> [TO BE DONE] Repeat exactly, and only, the lines from the line containing "Where can you spot the headlight" through the last line of the records below, including both.

::: RECORDS PROVIDED :::

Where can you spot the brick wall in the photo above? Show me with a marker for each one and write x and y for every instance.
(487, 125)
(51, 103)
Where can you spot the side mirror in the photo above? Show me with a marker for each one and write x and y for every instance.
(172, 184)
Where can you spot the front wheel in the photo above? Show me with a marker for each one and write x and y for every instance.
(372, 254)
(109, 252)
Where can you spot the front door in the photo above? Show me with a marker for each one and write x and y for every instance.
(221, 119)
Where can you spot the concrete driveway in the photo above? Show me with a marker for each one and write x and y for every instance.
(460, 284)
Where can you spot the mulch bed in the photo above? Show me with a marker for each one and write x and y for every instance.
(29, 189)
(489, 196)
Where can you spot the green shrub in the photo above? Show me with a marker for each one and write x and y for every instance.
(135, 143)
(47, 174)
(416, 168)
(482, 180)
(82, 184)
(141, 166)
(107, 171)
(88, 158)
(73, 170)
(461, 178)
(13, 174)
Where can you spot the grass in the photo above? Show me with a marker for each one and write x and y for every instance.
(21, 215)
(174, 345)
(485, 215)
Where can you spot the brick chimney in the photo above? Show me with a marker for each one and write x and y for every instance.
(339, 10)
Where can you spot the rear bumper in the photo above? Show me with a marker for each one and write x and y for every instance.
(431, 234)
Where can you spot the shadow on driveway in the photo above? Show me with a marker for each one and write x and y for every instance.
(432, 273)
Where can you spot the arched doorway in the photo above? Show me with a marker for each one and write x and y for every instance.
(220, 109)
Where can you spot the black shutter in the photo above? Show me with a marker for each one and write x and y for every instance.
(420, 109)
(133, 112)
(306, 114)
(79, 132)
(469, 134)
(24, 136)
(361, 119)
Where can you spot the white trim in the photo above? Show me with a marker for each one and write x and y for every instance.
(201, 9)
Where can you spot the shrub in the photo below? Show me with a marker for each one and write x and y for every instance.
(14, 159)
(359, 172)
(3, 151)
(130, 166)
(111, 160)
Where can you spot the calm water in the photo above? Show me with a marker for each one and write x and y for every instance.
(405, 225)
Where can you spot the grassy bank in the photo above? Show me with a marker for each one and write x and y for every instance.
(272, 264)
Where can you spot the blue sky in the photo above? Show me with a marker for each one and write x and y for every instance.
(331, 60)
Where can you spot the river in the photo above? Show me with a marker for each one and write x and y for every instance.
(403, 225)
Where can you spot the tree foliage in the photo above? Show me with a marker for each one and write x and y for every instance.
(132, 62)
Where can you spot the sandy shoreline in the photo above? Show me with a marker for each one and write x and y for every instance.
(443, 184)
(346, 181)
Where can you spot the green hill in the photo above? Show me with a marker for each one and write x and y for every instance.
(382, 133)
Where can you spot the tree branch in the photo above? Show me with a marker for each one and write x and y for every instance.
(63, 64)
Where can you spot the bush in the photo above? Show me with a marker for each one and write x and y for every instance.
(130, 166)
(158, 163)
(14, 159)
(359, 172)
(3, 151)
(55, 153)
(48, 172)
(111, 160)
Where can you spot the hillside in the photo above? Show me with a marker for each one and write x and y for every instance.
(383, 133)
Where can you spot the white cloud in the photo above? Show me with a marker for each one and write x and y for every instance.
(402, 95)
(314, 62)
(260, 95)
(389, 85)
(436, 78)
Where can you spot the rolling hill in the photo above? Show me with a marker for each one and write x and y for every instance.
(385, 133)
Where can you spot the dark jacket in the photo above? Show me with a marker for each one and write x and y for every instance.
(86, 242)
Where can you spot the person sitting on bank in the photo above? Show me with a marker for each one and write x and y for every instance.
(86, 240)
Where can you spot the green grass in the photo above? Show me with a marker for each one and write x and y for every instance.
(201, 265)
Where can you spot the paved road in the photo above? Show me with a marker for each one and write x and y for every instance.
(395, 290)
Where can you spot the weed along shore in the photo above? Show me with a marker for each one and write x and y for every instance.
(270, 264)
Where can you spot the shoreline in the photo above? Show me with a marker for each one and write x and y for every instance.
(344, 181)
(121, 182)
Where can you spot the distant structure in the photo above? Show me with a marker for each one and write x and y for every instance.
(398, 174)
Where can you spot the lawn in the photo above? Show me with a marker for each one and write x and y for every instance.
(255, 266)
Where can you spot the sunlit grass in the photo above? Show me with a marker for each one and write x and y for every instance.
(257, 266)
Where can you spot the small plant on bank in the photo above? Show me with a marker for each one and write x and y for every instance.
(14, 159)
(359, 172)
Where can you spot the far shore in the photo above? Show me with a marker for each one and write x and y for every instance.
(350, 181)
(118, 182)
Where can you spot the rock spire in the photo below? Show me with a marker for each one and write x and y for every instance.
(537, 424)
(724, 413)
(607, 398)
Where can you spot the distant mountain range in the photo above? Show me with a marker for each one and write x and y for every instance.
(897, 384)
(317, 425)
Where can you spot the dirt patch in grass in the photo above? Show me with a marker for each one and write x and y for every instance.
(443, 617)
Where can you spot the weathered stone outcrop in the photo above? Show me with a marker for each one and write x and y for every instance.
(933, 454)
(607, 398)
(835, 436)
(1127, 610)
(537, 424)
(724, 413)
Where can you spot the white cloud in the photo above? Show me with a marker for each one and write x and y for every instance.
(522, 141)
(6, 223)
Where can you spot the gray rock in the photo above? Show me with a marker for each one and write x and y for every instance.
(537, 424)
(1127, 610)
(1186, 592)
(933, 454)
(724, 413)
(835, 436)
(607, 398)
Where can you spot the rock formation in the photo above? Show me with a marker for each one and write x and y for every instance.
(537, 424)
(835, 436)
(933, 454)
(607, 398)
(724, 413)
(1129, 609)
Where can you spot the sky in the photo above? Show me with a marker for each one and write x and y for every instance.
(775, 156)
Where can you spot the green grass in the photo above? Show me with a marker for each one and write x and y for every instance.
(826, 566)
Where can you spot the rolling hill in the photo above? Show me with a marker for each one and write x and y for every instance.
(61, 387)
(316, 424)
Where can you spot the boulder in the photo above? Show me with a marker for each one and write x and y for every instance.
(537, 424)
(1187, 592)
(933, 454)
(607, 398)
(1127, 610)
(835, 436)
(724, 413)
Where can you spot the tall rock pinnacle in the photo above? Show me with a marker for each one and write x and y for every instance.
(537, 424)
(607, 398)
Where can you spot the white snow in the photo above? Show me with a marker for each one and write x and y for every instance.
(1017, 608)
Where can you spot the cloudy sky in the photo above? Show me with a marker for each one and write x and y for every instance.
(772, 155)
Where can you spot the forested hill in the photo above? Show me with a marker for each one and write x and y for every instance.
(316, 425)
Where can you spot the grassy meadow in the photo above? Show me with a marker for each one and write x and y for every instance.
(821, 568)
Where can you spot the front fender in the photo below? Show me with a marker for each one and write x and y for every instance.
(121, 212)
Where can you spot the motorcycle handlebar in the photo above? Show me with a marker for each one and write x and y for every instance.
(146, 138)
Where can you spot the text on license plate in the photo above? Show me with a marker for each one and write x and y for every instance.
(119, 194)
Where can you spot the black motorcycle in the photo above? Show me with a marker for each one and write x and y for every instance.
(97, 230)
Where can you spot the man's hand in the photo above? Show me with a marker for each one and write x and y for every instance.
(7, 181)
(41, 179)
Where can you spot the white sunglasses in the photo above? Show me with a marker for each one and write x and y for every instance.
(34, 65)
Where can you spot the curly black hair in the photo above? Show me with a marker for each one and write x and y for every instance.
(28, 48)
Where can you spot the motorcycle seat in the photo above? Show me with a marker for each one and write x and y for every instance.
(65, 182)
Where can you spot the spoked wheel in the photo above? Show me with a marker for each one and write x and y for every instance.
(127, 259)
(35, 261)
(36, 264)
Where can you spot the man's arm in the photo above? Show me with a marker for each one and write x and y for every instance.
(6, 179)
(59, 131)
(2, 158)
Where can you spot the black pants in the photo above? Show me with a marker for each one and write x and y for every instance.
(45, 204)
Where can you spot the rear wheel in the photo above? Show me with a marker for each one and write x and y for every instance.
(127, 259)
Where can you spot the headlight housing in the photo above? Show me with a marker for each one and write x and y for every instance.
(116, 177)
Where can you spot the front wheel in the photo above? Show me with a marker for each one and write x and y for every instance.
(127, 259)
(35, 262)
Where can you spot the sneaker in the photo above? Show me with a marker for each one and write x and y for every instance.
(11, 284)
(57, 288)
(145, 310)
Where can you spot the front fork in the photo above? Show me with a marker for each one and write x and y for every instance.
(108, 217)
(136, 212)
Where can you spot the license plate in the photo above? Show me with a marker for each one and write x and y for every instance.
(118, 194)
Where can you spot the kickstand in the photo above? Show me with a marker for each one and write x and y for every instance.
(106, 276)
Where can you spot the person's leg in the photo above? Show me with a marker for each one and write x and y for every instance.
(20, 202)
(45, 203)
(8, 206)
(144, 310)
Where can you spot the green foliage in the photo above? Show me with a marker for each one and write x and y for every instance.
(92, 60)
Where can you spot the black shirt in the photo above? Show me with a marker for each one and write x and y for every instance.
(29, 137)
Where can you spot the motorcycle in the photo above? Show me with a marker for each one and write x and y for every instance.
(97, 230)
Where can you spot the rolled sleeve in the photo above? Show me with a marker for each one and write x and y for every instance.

:::

> [SOLVED EXERCISE]
Where can you spot the headlight housing in the photo above? Show me with a marker for each one and write x and y for every instance.
(116, 177)
Where can you spot the front wheel in the photo above? Show me with a marker for each one and write x and y for every instance.
(127, 259)
(35, 262)
Where can you spot the sneaker in the photo above? Show me with a marker for each one and write x and y for every instance.
(11, 284)
(57, 288)
(145, 310)
Where can you spot the front fork in the photo above? Show me with a marker for each one and write x and y for every instance.
(108, 217)
(136, 212)
Where can you spot the license plate in the photo above? Show me with a marker for each one and write x and y for every instance.
(118, 194)
Where can you spot the kickstand in the photo above? Show me with a marker for each one and write x and y for every instance.
(106, 276)
Where can you spot the person's leg in the photo above? Show me with a marker for each one and write x and y for every instance.
(20, 202)
(45, 203)
(8, 206)
(144, 310)
Where can you spot the green foliage in the photo above? Show me with a marker for each one and write x and y for every instance.
(92, 60)
Where can you spot the black shirt in the photo above? Show me with a marker for each one and write x and y for every instance.
(29, 137)
Where can you spot the motorcycle in the photo above? Show me with a marker for each one and write x and y for every instance.
(97, 230)
Where can you spot the rolled sleeve in the photo above? Show me with a marker for each one and write x and y for every instance.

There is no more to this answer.